— Work to be completed —
Retype every entry below without any change.

=== Material provided ===

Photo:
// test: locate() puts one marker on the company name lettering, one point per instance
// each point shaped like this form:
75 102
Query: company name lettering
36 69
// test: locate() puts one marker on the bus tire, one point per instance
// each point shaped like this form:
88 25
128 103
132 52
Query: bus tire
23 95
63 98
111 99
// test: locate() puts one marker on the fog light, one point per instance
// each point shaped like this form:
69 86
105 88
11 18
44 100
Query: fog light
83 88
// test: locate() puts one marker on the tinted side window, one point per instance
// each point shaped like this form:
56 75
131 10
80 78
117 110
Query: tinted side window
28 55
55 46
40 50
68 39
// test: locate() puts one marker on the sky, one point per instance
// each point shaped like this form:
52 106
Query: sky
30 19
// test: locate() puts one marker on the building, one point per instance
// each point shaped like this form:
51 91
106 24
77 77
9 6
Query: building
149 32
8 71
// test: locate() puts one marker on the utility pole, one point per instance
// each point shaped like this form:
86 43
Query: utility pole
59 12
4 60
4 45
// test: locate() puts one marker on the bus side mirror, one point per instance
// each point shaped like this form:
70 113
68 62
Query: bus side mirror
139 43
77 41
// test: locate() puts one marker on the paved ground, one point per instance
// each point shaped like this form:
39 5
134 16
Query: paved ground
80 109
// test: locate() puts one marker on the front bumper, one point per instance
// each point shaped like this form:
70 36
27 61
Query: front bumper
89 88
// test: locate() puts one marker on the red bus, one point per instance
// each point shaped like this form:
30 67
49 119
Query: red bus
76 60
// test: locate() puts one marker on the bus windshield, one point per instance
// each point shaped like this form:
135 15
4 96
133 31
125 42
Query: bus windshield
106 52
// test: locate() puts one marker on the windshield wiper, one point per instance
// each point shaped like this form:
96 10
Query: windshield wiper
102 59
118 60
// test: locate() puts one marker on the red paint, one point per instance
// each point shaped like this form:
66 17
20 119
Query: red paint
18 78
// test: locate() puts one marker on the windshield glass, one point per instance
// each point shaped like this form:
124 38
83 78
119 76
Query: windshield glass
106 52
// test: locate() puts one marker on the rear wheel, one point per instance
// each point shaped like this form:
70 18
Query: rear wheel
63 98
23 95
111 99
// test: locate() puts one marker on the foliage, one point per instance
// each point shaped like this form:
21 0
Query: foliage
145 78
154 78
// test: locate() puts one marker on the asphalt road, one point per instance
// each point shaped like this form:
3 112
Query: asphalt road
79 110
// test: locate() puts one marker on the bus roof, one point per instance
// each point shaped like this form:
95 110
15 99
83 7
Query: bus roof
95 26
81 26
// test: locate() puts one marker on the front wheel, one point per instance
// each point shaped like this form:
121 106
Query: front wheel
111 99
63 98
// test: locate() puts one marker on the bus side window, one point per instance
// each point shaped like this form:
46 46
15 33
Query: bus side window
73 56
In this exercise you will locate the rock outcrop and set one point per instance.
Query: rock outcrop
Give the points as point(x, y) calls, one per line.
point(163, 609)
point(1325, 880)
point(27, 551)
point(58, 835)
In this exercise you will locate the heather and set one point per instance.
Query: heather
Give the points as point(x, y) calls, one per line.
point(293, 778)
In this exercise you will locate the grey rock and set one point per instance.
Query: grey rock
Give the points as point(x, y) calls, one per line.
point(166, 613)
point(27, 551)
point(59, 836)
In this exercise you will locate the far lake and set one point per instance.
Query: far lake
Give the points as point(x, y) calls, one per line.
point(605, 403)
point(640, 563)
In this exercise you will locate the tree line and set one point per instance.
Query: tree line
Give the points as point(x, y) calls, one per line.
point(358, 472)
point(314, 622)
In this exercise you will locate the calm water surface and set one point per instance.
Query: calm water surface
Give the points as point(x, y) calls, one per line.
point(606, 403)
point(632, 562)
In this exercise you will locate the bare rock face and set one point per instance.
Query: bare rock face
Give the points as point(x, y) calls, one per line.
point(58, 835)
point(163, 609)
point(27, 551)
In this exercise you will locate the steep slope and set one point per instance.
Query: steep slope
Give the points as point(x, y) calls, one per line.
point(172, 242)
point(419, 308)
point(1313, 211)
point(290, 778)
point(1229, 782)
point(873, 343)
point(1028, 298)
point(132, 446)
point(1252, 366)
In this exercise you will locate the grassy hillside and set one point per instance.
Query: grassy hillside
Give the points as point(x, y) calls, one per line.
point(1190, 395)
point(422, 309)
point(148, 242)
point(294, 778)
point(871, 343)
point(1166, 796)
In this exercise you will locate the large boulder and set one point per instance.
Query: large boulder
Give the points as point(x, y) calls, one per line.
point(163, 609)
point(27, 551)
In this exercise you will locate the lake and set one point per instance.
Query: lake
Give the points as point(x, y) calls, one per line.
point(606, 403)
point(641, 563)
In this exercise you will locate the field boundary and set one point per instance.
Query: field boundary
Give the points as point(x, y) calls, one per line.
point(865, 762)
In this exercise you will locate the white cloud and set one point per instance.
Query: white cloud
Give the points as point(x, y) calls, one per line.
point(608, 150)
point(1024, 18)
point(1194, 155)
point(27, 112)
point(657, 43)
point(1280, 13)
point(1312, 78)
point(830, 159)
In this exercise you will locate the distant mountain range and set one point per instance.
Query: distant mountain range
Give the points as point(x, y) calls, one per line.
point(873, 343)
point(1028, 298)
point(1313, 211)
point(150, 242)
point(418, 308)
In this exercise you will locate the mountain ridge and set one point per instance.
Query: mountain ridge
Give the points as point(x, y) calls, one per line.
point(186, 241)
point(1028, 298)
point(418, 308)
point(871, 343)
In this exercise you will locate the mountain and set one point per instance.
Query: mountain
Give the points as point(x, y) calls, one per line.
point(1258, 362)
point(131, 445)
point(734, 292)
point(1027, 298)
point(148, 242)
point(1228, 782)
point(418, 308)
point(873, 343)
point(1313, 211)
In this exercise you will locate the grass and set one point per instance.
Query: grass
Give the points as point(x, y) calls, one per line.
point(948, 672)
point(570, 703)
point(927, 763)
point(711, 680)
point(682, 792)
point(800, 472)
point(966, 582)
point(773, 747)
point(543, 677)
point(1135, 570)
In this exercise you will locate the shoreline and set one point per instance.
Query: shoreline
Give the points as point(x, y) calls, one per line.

===

— Solution below —
Photo:
// test: locate() puts one marker on the company name lettering, one point per instance
// each point shaped like this form:
75 102
Query: company name lettering
36 69
// test: locate() puts one marker on the bus tire, one point per instance
// each point shaped like this form:
88 25
128 103
132 52
Query: bus tire
23 95
63 98
111 99
// test: locate() puts one marker on the fog light, one point per instance
// each point shaped like this form:
69 86
105 88
11 18
44 100
Query: fog light
83 88
// test: locate() puts one marker on the tinted side window, one point per instance
// each point shaped like this form:
56 75
131 10
80 78
117 110
Query: tinted side window
28 55
55 46
40 50
68 39
// test: locate() puts one marker on the sky, one point per instance
// each point shaped like this form:
52 106
Query: sky
30 19
// test: locate() puts one marker on the building, one point per instance
// each point shaped like this form:
51 91
106 24
77 77
9 6
Query: building
149 32
8 71
// test: locate() puts one marker on the utility pole, one point per instance
// each point shaped like this form:
86 43
Query: utility pole
59 12
4 60
4 45
// test: locate() puts one marker on the bus side mirror, one point per instance
// each point shaped like this form:
70 113
68 62
Query: bus side mirror
139 43
77 41
// test: locate() puts one marker on the paved ground, one point per instance
// each point shaped like this form:
39 5
134 16
Query: paved ground
80 109
// test: locate() puts one marker on the front bumper, one point per instance
// each point shaped like this form:
70 36
27 61
Query: front bumper
89 88
// test: locate() puts one marker on the red bus, one point per instance
// each point shaped like this form:
30 67
49 119
Query: red bus
76 60
// test: locate() puts one marker on the bus windshield, one point per instance
// each point shaped like this form:
135 15
4 96
133 31
125 42
Query: bus windshield
106 52
// test: locate() puts one marker on the windshield wiper, one point per instance
// each point shaped like this form:
96 10
Query: windshield wiper
102 59
118 60
// test: locate() puts one marker on the red paint, one point per instance
// each point shaped like this form:
66 17
20 119
Query: red paint
18 78
// test: locate() puts one marker on the windshield glass, one point per instance
// each point shaped like this form:
124 38
83 78
119 76
Query: windshield glass
106 52
// test: locate() puts one marker on the rear wheel, one point per instance
// each point shaped like this form:
70 18
Query: rear wheel
63 98
23 95
111 99
// test: locate() puts one marker on the foliage, one point per instance
// each point shaped like this form:
21 0
Query: foliage
145 78
154 78
// test: locate() puts one marker on the asphalt road, one point per instance
// each point shaped like this form:
3 112
Query: asphalt road
79 110
// test: locate() puts one marker on the bus roof, one point per instance
// each point shaped like this form:
95 110
15 99
83 7
Query: bus roof
95 26
81 26
// test: locate() puts one marker on the front wheel, one point per instance
// each point shaped like this form:
121 106
Query: front wheel
111 99
63 98
// test: locate() puts one marker on the bus side window, one point per instance
// each point shaped like this form:
46 46
15 33
Query: bus side window
73 56
In this exercise you will locate the rock outcrop and set one point per instance.
Query: rock outcrop
Give the points as point(x, y) calls, one per line.
point(163, 609)
point(1325, 880)
point(27, 551)
point(58, 835)
In this exercise you will locate the heather and set one point per instance.
Query: heather
Give the points as point(x, y) calls, one per line.
point(293, 778)
In this exercise you will locate the grey rock and set one point per instance.
Query: grey rock
Give the points as point(x, y) calls, one per line.
point(166, 613)
point(27, 551)
point(59, 836)
In this exercise you will locate the far lake and set one point per instance.
Query: far lake
Give the points as point(x, y) calls, one per line.
point(605, 403)
point(640, 563)
In this exercise you will locate the tree line and set one point per instance.
Query: tree line
Give the points as point(x, y) calls, one per line.
point(358, 472)
point(314, 622)
In this exercise you will locate the calm water surface and set one point per instance.
Query: calm water surface
Give the points as point(x, y) calls, one per line.
point(606, 403)
point(632, 562)
In this exercise you will locate the bare rock face and set one point per instance.
Query: bare rock face
Give the points as point(x, y) calls, one per line.
point(58, 835)
point(163, 609)
point(27, 551)
In this exercise you will locate the steep slope and set one point per instance.
Query: steep slope
Give the points as point(x, y) calls, one per line.
point(172, 242)
point(419, 308)
point(1313, 211)
point(290, 778)
point(1229, 782)
point(873, 343)
point(1028, 298)
point(132, 446)
point(1252, 366)
In this exercise you will locate the grassy hillside and set one point per instance.
Query: grassy hillside
Give the points as point(x, y) calls, one per line.
point(1190, 395)
point(422, 309)
point(148, 242)
point(294, 778)
point(871, 343)
point(1166, 796)
In this exercise you will locate the large boulder and set one point per instance.
Query: large boulder
Give the points as point(x, y) calls, one per line.
point(163, 609)
point(27, 551)
In this exercise you will locate the lake and set one point per instance.
Query: lake
Give the points as point(x, y) calls, one per line.
point(606, 403)
point(641, 563)
In this exercise you will locate the field boundary and set one point per instance.
Query: field boundary
Give the points as point(x, y) calls, one per line.
point(865, 762)
In this exercise you will locate the white cloud and set one point per instance.
Query: white cloud
Give the points as point(x, y) calls, one per line.
point(608, 150)
point(1024, 18)
point(1194, 155)
point(27, 112)
point(657, 43)
point(1280, 13)
point(1312, 78)
point(830, 159)
In this exercise you will locate the distant mountain range and set one point per instance.
Query: distant mountain range
Give the points as point(x, y) calls, one per line.
point(873, 343)
point(1028, 298)
point(1313, 211)
point(150, 242)
point(418, 308)
In this exercise you will locate the mountain ridge and set one point per instance.
Query: mountain ridge
Give the points as point(x, y) calls, one per line.
point(186, 241)
point(1028, 298)
point(418, 308)
point(871, 343)
In this exercise you will locate the mountain and set one point per instance.
Query: mountain
Give the points as point(x, y) calls, one per line.
point(1258, 362)
point(131, 445)
point(734, 292)
point(1027, 298)
point(148, 242)
point(1228, 782)
point(418, 308)
point(873, 343)
point(1313, 211)
In this exercise you will locate the grass and set one point per instance.
Query: grass
Give the points as point(x, y) calls, one per line.
point(948, 672)
point(570, 703)
point(927, 763)
point(711, 680)
point(682, 792)
point(800, 472)
point(966, 582)
point(773, 747)
point(543, 677)
point(1135, 570)
In this exercise you will locate the shoreline and set one point per instance.
Query: shoreline
Give the points as point(x, y) calls, one per line.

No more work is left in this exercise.